(Qué se pide): Reescribe como una lista breve el párrafo del texto de lectura que empieza con «Un detalle de Belisario Betancur», conservando sus hechos principales.

(Texto de lectura):
####
En efecto, luego de lo del Palacio y de las muertes de juristas como Reyes Echandía, Carlos Medellín, Manuel Gaona o Emiro Sandoval, poco a poco, pero efectiva y radicalmente, cambió mi vida, como las de otros estudiantes de la promoción de abogados de 1988. Sobre todo, cambió nuestra percepción de la política, del derecho y de las instituciones, las cacareadas “instituciones que había que defender” según las propias palabras de Betancur al explicar lo ocurrido con las 101 víctimas del llamado “Holocausto del Palacio de Justicia”. Así, en 1989 trabajé como juez promiscuo en Anapoima, donde leí ávidamente el libro de Olga Behar, Noches de humo (1988), que me mostró otra faceta de lo ocurrido en el Palacio distinta a las versiones de los medios de comunicación. Luego, en 1991 trabajé como sustanciador en un juzgado penal de Bogotá y desde allí, desde el corazón mismo del poder judicial, pude ver de cerca los efectos perjudiciales de esa dinámica militarista del país. Una evidente voluntad represora y penalizadora marcaba el derecho y las cárceles comenzaban a llenarse de personas: varios inocentes sin dinero para pagar un abogado, sobre todo. El sistema carcelario era desde entonces una bomba de tiempo a punto de estallar. El ánimo perseguidor y sancionador del Estado se impuso y prevaleció sobre mecanismos de prevención del delito, sustitución de penas, educación a los ciudadanos o justicia social. A esto se sumó más tarde el tal proceso acusatorio que no mejoró las cosas y profundizó aún más las brechas entre ricos y pobres, entre poderosos y excluidos del sistema.
Un detalle de Belisario Betancur en torno al tema del Palacio de Justicia llega a mi memoria ahora. Una anécdota reseñada en mi novela Desaparición. El mismo 1985 el presidente envió una tarjeta navideña a una de las víctimas de lo ocurrido que ya se había comunicado con él antes. “Solidaridad en estas fiestas”, decía. Lo que me hizo pensar más de este asunto informado en algún medio fue la breve y ligera diplomacia que mantuvo Betancur con las víctimas y la percepción misma de esta víctima de que la tarjeta había sido un insulto. El presidente había sido corresponsable, si no el responsable absoluto de la resolución de los hechos y a falta de consciencia y contrición públicas solo le dedicaba cuatro palabras diplomáticas a una de las víctimas. La tarjeta, claro, no servía ni siquiera de testimonio de lo que decía. No había habido real solidaridad con los dolientes. Por el contrario, ante la indiferencia y frialdad con que había actuado Betancur frente a los hechos, constituía un insulto. El presidente intentaba guardar las formas pero faltaba a lo substancial: la expresión íntima de su responsabilidad en los acontecimientos o su compromiso real con los damnificados y con la justicia. Y la cosa no era solo de diplomacia, sino de su responsabilidad posterior: no denunciaba lo ocurrido, no exigía responsabilidades de los altos mandos militares, no decía nada. Así lo tomó la víctima que recibió la tarjeta navideña.
####
(Entradas):
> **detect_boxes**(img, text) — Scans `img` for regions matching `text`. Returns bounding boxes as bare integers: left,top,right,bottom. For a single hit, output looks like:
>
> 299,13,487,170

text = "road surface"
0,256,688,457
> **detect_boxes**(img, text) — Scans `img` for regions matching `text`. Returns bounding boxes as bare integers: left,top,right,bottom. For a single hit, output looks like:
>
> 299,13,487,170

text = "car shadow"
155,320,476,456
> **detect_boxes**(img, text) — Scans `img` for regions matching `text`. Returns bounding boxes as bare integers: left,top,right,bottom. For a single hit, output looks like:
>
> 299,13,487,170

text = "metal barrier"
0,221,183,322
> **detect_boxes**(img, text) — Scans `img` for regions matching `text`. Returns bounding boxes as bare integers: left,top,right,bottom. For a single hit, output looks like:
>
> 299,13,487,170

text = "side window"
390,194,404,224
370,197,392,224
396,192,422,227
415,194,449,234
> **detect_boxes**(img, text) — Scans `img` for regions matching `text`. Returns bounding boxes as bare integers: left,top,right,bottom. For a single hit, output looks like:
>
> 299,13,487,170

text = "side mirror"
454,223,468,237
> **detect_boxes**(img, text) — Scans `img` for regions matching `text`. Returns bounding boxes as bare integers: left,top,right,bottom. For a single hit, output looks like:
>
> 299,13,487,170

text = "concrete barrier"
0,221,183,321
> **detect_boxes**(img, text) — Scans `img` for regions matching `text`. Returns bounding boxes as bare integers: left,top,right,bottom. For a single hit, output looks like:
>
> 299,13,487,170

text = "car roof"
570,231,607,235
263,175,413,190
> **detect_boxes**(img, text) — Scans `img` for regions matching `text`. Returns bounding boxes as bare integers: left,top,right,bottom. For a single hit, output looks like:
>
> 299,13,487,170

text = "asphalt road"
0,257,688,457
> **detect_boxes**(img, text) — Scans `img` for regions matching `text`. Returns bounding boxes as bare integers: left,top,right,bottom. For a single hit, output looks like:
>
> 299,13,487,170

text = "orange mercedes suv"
####
(Solución del problema):
- La anécdota aparece reseñada en la novela Desaparición.
- En 1985, Betancur envió una tarjeta navideña con el mensaje «Solidaridad en estas fiestas». La destinataria fue una víctima de lo ocurrido en el Palacio de Justicia que ya se había comunicado con él.
- Esa víctima percibió la tarjeta como un insulto.
- Betancur había sido corresponsable, si no el responsable absoluto, de la resolución de los hechos. Sin consciencia ni contrición públicas, solo le dedicó cuatro palabras diplomáticas.
- No hubo solidaridad real con los dolientes. El presidente guardaba las formas, pero faltaba a lo sustancial: expresar su responsabilidad y comprometerse con los damnificados y con la justicia.
- Después no denunció lo ocurrido, no exigió responsabilidades a los altos mandos militares y no dijo nada.